Data records:

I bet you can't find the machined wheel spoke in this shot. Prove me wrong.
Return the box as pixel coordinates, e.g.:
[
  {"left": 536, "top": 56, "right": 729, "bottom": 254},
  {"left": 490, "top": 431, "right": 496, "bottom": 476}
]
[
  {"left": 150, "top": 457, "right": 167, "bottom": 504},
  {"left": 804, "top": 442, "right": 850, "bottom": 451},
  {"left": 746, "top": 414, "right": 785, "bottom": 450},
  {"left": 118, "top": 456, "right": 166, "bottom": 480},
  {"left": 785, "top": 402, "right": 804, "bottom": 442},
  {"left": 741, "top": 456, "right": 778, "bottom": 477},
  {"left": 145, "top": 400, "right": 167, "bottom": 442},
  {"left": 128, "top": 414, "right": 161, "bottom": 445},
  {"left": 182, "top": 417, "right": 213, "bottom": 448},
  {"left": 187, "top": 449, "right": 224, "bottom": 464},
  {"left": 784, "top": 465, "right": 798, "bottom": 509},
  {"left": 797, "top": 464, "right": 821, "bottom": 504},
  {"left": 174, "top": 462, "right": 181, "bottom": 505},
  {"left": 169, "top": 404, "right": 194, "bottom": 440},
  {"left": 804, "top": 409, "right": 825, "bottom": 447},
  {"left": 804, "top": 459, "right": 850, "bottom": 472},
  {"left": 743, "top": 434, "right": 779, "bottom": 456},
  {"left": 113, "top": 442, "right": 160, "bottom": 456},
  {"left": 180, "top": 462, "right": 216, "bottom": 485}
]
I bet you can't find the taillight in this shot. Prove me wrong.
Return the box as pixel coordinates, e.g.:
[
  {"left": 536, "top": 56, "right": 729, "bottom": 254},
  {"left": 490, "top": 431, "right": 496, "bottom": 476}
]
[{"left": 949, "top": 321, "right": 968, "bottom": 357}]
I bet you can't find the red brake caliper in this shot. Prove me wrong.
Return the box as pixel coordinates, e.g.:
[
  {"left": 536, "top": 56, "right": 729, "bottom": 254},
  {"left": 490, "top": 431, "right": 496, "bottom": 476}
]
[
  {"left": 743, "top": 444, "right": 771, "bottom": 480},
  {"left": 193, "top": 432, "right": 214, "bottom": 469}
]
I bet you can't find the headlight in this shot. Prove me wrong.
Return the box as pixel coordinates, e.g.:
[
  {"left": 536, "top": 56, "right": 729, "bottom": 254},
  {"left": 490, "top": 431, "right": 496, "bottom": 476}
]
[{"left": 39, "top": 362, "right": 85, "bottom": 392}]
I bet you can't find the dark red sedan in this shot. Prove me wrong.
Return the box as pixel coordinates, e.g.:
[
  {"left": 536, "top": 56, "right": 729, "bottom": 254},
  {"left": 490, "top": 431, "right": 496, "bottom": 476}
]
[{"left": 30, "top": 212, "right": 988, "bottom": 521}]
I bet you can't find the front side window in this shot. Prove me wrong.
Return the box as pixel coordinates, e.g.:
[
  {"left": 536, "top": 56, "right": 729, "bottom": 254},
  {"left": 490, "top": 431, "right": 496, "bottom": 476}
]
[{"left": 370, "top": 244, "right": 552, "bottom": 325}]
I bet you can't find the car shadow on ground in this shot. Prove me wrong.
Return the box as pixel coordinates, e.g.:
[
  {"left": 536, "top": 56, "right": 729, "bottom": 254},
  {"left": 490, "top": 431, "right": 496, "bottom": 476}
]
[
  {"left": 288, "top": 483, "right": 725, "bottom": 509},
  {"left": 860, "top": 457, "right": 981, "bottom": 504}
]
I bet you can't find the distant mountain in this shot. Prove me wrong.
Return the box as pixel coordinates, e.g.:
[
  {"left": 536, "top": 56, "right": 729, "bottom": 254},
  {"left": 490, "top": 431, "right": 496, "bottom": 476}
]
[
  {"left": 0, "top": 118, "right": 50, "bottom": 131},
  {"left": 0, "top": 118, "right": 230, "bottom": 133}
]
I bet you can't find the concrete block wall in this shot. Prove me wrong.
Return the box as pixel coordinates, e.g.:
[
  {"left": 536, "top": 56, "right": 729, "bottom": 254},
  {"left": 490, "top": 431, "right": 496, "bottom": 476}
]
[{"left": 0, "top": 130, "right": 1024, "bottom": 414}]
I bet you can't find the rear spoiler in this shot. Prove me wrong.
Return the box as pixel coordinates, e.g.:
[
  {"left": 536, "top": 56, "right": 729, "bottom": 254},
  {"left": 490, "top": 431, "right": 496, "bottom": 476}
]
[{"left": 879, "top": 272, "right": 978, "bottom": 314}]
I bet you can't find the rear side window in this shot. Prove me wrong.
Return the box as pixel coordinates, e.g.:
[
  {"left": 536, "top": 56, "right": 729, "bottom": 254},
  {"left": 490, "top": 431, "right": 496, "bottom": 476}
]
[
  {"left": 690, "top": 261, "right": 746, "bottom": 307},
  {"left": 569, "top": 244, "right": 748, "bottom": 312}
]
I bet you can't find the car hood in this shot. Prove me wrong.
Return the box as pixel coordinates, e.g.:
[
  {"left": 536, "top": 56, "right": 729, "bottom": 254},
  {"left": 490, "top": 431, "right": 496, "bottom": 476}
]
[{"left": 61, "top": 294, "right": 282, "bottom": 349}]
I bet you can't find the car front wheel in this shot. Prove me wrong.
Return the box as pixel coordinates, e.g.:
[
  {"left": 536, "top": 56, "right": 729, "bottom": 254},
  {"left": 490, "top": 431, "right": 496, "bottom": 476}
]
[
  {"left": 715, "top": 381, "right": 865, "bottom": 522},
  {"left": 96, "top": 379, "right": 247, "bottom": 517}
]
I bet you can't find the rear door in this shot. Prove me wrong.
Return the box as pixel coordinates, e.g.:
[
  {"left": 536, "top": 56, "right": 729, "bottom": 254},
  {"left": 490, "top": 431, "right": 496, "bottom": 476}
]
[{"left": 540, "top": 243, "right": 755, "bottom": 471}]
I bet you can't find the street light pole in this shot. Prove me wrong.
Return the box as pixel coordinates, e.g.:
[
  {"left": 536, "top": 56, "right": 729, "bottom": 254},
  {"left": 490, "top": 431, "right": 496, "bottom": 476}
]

Aim:
Reproduce the lines above word for word, all of them.

Answer to the problem:
I bet you can't find the machined wheel spoke in this shot. Prove me wrong.
Return the box as pixel coordinates, e.g.:
[
  {"left": 536, "top": 56, "right": 729, "bottom": 254},
  {"left": 490, "top": 431, "right": 496, "bottom": 476}
]
[
  {"left": 150, "top": 457, "right": 167, "bottom": 504},
  {"left": 804, "top": 442, "right": 850, "bottom": 451},
  {"left": 746, "top": 414, "right": 785, "bottom": 450},
  {"left": 118, "top": 456, "right": 166, "bottom": 480},
  {"left": 785, "top": 402, "right": 804, "bottom": 442},
  {"left": 741, "top": 456, "right": 778, "bottom": 477},
  {"left": 145, "top": 400, "right": 167, "bottom": 442},
  {"left": 128, "top": 414, "right": 161, "bottom": 445},
  {"left": 182, "top": 417, "right": 213, "bottom": 448},
  {"left": 187, "top": 449, "right": 224, "bottom": 464},
  {"left": 784, "top": 465, "right": 798, "bottom": 509},
  {"left": 797, "top": 464, "right": 821, "bottom": 504},
  {"left": 174, "top": 462, "right": 181, "bottom": 505},
  {"left": 169, "top": 404, "right": 194, "bottom": 440},
  {"left": 804, "top": 409, "right": 825, "bottom": 447},
  {"left": 804, "top": 459, "right": 850, "bottom": 472},
  {"left": 743, "top": 434, "right": 779, "bottom": 456},
  {"left": 113, "top": 442, "right": 160, "bottom": 456},
  {"left": 180, "top": 462, "right": 216, "bottom": 485}
]
I bet you can't find the taillight in this shot. Prove me wrong.
Return the box as pixel coordinates, e.g.:
[
  {"left": 536, "top": 56, "right": 729, "bottom": 254},
  {"left": 490, "top": 431, "right": 496, "bottom": 476}
]
[{"left": 949, "top": 321, "right": 968, "bottom": 357}]
I bet you can't find the red brake caliper in this shot. Prove me wrong.
Return the box as pixel coordinates, e.g.:
[
  {"left": 536, "top": 56, "right": 729, "bottom": 254},
  {"left": 490, "top": 431, "right": 496, "bottom": 476}
]
[
  {"left": 743, "top": 444, "right": 771, "bottom": 480},
  {"left": 193, "top": 432, "right": 214, "bottom": 469}
]
I bet you can't find the headlight in this shot. Prove me wrong.
Return the box as pixel coordinates, e.g.:
[
  {"left": 536, "top": 56, "right": 729, "bottom": 254},
  {"left": 490, "top": 431, "right": 496, "bottom": 476}
]
[{"left": 39, "top": 362, "right": 85, "bottom": 392}]
I bet you can't find the dark red sedan in this shot. Prove me wrong.
Return the box as pixel coordinates, e.g.:
[
  {"left": 536, "top": 56, "right": 729, "bottom": 254},
  {"left": 490, "top": 431, "right": 496, "bottom": 476}
]
[{"left": 30, "top": 212, "right": 988, "bottom": 521}]
I bet you can't find the front side window in this shot. Prove me wrong.
Return the box as pixel coordinates, e.g.:
[
  {"left": 536, "top": 56, "right": 729, "bottom": 254},
  {"left": 490, "top": 431, "right": 496, "bottom": 476}
]
[{"left": 370, "top": 244, "right": 552, "bottom": 325}]
I bet you can't find the car shadow on ground in this shot. Prove me wrong.
Return the box as pixel coordinates, e.g.:
[
  {"left": 536, "top": 56, "right": 729, "bottom": 254},
  {"left": 490, "top": 431, "right": 496, "bottom": 476}
]
[
  {"left": 288, "top": 483, "right": 725, "bottom": 509},
  {"left": 860, "top": 457, "right": 981, "bottom": 504}
]
I bet you can't find the distant mountain in this shot. Prove me wrong.
Return the box as pixel coordinates, e.g.:
[
  {"left": 536, "top": 56, "right": 729, "bottom": 254},
  {"left": 490, "top": 431, "right": 496, "bottom": 476}
]
[
  {"left": 0, "top": 118, "right": 50, "bottom": 131},
  {"left": 0, "top": 118, "right": 230, "bottom": 133}
]
I bet you can't find the concrete block wall in this shot. Prove me wrong.
Return the box as pixel coordinates, e.g.:
[
  {"left": 536, "top": 56, "right": 729, "bottom": 254},
  {"left": 490, "top": 431, "right": 496, "bottom": 476}
]
[{"left": 0, "top": 130, "right": 1024, "bottom": 414}]
I bet you can't find the rear spoiler in this shot. Prove me wrong.
Return the box as pixel coordinates, e.g.:
[
  {"left": 536, "top": 56, "right": 729, "bottom": 254},
  {"left": 490, "top": 431, "right": 496, "bottom": 476}
]
[{"left": 879, "top": 272, "right": 978, "bottom": 314}]
I bet you can't find the rear side window in this shot. Prove me wrong.
Return the box as pixel coordinates, e.g.:
[
  {"left": 536, "top": 56, "right": 729, "bottom": 254},
  {"left": 490, "top": 431, "right": 496, "bottom": 476}
]
[
  {"left": 690, "top": 261, "right": 746, "bottom": 307},
  {"left": 569, "top": 244, "right": 748, "bottom": 312}
]
I bet you can't find the car hood in this shot. Prove me wrong.
Return the box as pixel coordinates, e.g.:
[
  {"left": 536, "top": 56, "right": 729, "bottom": 254},
  {"left": 490, "top": 431, "right": 496, "bottom": 476}
]
[{"left": 61, "top": 294, "right": 282, "bottom": 349}]
I bet you can't find the car front wheel in this shot. Prove me wrong.
Return the box as pixel coordinates, e.g.:
[
  {"left": 536, "top": 56, "right": 729, "bottom": 254},
  {"left": 490, "top": 431, "right": 496, "bottom": 476}
]
[
  {"left": 715, "top": 381, "right": 865, "bottom": 522},
  {"left": 96, "top": 379, "right": 247, "bottom": 517}
]
I bet you can't find the rear door in this shot. Prove me wrong.
Return the box as pixel coordinates, e.g.:
[
  {"left": 536, "top": 56, "right": 729, "bottom": 254},
  {"left": 490, "top": 431, "right": 496, "bottom": 476}
]
[{"left": 540, "top": 243, "right": 755, "bottom": 471}]
I bet you can't find the street light pole in this shot. Prove me wrong.
Return the box as pixel coordinates, e.g.:
[
  {"left": 536, "top": 56, "right": 729, "bottom": 254},
  {"left": 490, "top": 431, "right": 496, "bottom": 476}
]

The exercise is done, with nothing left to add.